• **PASSAGE TO READ**:

Albert Jolis (1912–2000) was an American diamond dealer, head of the international firm Diamond Distributors, Inc, and a fund-raising anti-communist, serving in the 1980s as board chairman of Resistance International.

World War II and its aftermath

Jolis served in the Office of Strategic Services (OSS) with William Casey under Bill Donovan during World War II.

In a letter to Arthur Koestler on 19 March 1946 George Orwell wrote that "Bert Jolis is very much of our way of thinking”.[1] They were planning to set up an anti-totalitarian League and Orwell had been talking to an American acquaintance about the sister organisation in the USA, the International Rescue Committee.[2]

Implementing the Reagan Doctrine

After retiring from business, Jolis helped to create the anti-communist Resistance International (1983–1988) and the National Council to Support the Democracy Movements with Soviet dissidents Vladimir Bukovsky, Vladimir Maximov and Eduard Kuznetsov,[3] and, among others, Jeane Kirkpatrick, Martin Colman, Jack Kemp, Richard Perle, and Midge Decter.

• **EXCERPTED RECORDS**:
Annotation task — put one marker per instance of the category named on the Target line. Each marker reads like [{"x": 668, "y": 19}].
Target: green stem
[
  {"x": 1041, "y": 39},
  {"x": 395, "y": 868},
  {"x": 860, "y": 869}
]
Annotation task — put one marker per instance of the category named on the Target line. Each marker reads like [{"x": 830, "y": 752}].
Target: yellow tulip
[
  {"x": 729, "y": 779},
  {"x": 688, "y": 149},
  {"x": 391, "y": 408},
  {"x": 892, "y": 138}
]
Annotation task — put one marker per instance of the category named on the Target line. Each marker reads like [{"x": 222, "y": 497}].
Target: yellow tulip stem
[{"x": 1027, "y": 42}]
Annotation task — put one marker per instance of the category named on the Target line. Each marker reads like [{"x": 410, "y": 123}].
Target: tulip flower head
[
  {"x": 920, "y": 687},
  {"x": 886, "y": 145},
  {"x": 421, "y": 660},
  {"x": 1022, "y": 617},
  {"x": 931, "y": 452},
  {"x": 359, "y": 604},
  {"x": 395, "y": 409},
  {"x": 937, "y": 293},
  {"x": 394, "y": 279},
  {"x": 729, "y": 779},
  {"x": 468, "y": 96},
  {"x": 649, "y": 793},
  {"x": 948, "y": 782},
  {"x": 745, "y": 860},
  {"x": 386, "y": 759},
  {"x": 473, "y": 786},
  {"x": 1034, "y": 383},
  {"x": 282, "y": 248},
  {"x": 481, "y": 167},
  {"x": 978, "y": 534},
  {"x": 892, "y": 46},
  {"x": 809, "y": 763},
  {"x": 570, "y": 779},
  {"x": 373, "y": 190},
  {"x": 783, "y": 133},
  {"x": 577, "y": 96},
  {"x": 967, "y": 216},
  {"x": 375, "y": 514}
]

• **GIVEN TASK 1**:
Repeat the passage on Albert Jolis between "World War II and" and "and Midge Decter.", inclusive, switching "anti-communist" to "anticommunist".
• **GIVEN TASK 2**:
Please render this sentence from the passage on Albert Jolis in Spanish: "Jolis served in the Office of Strategic Services (OSS) with William Casey under Bill Donovan during World War II."

• **TASK RESPONSE 1**:
World War II and its aftermath

Jolis served in the Office of Strategic Services (OSS) with William Casey under Bill Donovan during World War II.

In a letter to Arthur Koestler on 19 March 1946 George Orwell wrote that "Bert Jolis is very much of our way of thinking”.[1] They were planning to set up an anti-totalitarian League and Orwell had been talking to an American acquaintance about the sister organisation in the USA, the International Rescue Committee.[2]

Implementing the Reagan Doctrine

After retiring from business, Jolis helped to create the anticommunist Resistance International (1983–1988) and the National Council to Support the Democracy Movements with Soviet dissidents Vladimir Bukovsky, Vladimir Maximov and Eduard Kuznetsov,[3] and, among others, Jeane Kirkpatrick, Martin Colman, Jack Kemp, Richard Perle, and Midge Decter.

• **TASK RESPONSE 2**:
Jolis sirvió en la Oficina de Servicios Estratégicos (OSS) junto a William Casey, bajo las órdenes de Bill Donovan, durante la Segunda Guerra Mundial.